• **REQUIRED TASK**
Quote precisely the final stretch of the listing: start at the line containing "It would mean a lot if you could pinpoint the algae" and stop after the last line.

[Bounding box annotation entries]
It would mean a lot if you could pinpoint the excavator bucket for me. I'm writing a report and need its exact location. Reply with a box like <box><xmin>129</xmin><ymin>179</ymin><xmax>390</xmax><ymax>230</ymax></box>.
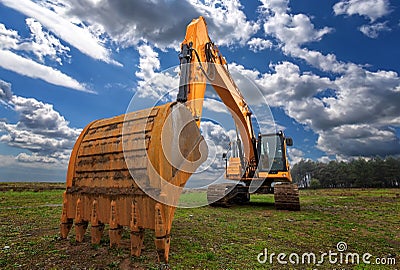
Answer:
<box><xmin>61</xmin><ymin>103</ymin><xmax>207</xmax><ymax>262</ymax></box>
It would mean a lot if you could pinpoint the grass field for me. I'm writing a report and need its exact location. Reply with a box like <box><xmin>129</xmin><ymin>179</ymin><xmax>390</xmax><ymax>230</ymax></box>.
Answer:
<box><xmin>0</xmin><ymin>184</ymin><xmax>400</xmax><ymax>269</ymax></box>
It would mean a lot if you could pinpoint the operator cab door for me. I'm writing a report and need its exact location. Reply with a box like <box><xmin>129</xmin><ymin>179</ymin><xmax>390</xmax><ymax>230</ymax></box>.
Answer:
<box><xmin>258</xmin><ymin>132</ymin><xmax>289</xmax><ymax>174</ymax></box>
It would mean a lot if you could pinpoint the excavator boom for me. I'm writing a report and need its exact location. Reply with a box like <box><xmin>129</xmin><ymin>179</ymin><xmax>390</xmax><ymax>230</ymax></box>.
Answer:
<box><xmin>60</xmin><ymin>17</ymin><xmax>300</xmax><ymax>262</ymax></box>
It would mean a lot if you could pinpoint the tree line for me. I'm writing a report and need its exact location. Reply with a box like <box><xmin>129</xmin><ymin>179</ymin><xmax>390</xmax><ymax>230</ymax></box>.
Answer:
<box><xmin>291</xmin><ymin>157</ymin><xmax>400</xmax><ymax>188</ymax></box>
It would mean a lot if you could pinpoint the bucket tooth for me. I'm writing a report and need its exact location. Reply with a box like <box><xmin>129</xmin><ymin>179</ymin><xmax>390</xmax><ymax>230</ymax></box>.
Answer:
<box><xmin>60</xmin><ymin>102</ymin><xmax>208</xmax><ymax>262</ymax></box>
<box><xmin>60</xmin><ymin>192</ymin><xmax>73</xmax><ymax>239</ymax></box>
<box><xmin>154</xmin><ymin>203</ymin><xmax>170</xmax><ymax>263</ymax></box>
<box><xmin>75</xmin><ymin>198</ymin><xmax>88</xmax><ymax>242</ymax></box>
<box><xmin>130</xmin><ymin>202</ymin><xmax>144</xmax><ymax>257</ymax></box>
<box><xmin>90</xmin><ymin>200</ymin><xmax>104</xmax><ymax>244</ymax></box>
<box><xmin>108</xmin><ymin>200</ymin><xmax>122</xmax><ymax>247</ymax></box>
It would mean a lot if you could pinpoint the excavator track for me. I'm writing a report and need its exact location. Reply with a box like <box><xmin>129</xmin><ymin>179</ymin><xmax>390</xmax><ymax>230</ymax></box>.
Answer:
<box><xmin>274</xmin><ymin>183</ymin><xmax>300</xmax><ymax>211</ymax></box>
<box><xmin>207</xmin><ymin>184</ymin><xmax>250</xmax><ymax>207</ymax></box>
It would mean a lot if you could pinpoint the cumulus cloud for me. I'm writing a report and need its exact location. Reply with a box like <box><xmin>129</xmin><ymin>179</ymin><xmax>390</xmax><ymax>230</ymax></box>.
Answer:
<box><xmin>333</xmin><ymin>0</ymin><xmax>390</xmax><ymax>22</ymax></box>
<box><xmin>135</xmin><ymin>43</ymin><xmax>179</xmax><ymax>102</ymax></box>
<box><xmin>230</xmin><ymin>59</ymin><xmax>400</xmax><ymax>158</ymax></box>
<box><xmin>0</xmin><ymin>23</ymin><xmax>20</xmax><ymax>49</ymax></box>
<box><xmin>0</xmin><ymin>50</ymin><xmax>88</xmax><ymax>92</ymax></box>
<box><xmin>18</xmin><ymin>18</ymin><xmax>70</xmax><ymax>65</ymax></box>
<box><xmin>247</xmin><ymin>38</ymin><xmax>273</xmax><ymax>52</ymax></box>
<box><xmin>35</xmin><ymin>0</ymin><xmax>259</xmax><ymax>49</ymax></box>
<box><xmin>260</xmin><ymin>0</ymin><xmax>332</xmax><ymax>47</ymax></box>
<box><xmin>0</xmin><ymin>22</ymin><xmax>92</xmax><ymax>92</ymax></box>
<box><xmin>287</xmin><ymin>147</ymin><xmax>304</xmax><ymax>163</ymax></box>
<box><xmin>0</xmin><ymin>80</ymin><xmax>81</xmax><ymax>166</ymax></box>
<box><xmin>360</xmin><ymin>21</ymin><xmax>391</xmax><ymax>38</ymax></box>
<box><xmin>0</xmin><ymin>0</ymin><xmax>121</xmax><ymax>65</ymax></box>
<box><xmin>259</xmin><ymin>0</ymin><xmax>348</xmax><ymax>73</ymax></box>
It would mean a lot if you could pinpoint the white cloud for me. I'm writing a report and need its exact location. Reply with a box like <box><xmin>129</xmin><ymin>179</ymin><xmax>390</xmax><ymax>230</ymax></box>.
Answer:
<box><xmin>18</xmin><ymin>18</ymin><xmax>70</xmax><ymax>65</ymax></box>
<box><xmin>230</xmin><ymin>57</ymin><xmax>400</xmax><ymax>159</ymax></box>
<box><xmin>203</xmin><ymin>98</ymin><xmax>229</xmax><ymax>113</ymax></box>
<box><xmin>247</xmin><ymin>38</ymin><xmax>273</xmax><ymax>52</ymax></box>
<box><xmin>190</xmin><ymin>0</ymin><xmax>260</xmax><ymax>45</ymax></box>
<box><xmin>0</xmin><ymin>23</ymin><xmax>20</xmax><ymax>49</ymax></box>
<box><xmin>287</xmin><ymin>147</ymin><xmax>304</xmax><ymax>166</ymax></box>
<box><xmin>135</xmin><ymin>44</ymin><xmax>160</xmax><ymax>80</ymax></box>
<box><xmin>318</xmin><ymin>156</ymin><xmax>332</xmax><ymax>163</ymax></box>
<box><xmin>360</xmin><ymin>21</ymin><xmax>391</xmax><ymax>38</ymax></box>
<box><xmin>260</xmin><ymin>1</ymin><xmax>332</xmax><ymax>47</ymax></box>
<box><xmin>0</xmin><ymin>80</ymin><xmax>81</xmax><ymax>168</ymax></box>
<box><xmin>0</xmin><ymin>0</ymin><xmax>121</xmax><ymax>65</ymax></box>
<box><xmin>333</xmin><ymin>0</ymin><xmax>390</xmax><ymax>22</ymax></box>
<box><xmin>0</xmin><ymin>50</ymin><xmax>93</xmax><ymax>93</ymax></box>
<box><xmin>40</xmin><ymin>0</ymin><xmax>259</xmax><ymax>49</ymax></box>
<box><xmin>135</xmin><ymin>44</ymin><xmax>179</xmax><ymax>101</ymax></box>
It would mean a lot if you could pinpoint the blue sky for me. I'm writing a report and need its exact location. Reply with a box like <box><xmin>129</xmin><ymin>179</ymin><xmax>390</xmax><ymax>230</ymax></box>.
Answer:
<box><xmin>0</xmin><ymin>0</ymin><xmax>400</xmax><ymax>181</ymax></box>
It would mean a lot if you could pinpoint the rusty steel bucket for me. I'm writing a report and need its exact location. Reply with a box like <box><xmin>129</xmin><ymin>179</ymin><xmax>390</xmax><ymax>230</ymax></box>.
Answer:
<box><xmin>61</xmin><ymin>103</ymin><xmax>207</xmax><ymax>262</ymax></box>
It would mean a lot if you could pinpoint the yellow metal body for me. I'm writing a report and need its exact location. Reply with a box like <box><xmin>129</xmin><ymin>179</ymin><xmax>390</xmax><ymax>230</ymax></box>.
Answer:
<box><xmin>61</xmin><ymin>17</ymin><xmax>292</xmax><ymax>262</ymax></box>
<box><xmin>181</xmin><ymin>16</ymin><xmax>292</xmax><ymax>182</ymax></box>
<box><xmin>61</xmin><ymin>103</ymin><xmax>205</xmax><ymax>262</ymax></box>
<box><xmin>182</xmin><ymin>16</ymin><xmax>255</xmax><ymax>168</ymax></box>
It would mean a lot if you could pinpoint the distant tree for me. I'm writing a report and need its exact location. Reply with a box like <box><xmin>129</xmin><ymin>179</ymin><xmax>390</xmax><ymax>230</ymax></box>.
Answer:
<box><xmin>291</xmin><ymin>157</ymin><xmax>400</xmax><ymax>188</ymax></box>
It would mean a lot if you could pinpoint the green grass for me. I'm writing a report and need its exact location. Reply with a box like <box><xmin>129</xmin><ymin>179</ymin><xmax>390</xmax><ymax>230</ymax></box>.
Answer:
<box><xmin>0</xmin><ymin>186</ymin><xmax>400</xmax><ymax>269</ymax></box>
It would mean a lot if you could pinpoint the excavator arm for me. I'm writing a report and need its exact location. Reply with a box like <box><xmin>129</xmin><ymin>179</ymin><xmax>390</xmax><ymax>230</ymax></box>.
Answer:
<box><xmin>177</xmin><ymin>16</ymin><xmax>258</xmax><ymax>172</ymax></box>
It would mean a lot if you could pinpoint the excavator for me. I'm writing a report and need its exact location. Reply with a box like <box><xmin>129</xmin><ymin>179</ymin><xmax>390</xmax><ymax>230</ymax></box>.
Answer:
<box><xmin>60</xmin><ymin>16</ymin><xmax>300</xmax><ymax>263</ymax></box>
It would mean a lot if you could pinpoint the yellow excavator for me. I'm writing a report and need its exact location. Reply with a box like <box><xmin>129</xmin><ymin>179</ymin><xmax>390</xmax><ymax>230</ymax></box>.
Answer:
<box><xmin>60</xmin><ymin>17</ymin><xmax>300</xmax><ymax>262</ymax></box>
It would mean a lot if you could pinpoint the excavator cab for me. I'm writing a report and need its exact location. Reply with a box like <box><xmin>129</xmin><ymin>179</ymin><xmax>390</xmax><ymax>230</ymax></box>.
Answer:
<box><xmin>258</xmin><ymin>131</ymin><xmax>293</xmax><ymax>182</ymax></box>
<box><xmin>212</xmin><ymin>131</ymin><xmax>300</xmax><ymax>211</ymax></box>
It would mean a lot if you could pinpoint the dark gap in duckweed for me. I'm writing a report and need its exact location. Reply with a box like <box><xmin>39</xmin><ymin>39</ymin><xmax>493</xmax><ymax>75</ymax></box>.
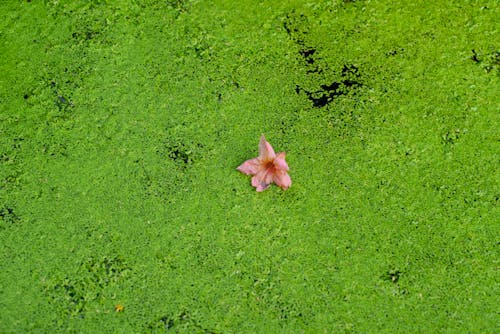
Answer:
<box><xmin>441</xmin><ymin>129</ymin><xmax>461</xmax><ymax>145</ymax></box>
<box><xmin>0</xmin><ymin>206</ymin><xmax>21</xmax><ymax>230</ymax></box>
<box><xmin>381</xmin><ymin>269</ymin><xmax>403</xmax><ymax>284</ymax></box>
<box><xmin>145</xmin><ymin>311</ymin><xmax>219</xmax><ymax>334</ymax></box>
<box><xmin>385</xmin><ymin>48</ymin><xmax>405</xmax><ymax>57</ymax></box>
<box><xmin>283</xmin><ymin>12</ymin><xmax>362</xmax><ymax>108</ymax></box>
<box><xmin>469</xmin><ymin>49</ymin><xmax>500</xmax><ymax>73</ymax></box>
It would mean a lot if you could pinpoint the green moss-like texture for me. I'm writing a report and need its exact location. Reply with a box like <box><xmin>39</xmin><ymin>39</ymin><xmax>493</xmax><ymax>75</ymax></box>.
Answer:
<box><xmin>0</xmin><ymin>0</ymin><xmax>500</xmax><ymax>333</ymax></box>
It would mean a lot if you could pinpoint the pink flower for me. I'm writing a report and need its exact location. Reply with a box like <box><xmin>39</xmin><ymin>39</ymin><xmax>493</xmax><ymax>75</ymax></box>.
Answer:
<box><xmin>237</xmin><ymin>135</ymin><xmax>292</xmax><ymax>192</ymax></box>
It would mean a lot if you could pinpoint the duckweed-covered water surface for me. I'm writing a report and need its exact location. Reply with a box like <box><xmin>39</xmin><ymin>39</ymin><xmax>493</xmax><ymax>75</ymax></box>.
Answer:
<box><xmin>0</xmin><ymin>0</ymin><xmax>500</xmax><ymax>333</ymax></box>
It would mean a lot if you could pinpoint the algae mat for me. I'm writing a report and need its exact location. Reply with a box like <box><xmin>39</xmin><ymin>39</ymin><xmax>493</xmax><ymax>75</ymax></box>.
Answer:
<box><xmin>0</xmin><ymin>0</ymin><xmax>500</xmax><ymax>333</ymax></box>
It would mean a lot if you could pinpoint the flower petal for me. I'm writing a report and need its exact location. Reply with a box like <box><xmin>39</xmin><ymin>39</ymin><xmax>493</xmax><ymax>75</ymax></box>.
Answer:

• **PROBLEM SOLUTION**
It would mean a lot if you could pinpoint the algae mat for me. I'm writing a report and need its exact location. Reply with a box like <box><xmin>39</xmin><ymin>39</ymin><xmax>493</xmax><ymax>75</ymax></box>.
Answer:
<box><xmin>0</xmin><ymin>0</ymin><xmax>500</xmax><ymax>333</ymax></box>
It would mean a lot if you could pinpoint the flower petal for me. I'm writing a report and need its exact location. Reply with a box like <box><xmin>39</xmin><ymin>39</ymin><xmax>493</xmax><ymax>75</ymax></box>.
Answer:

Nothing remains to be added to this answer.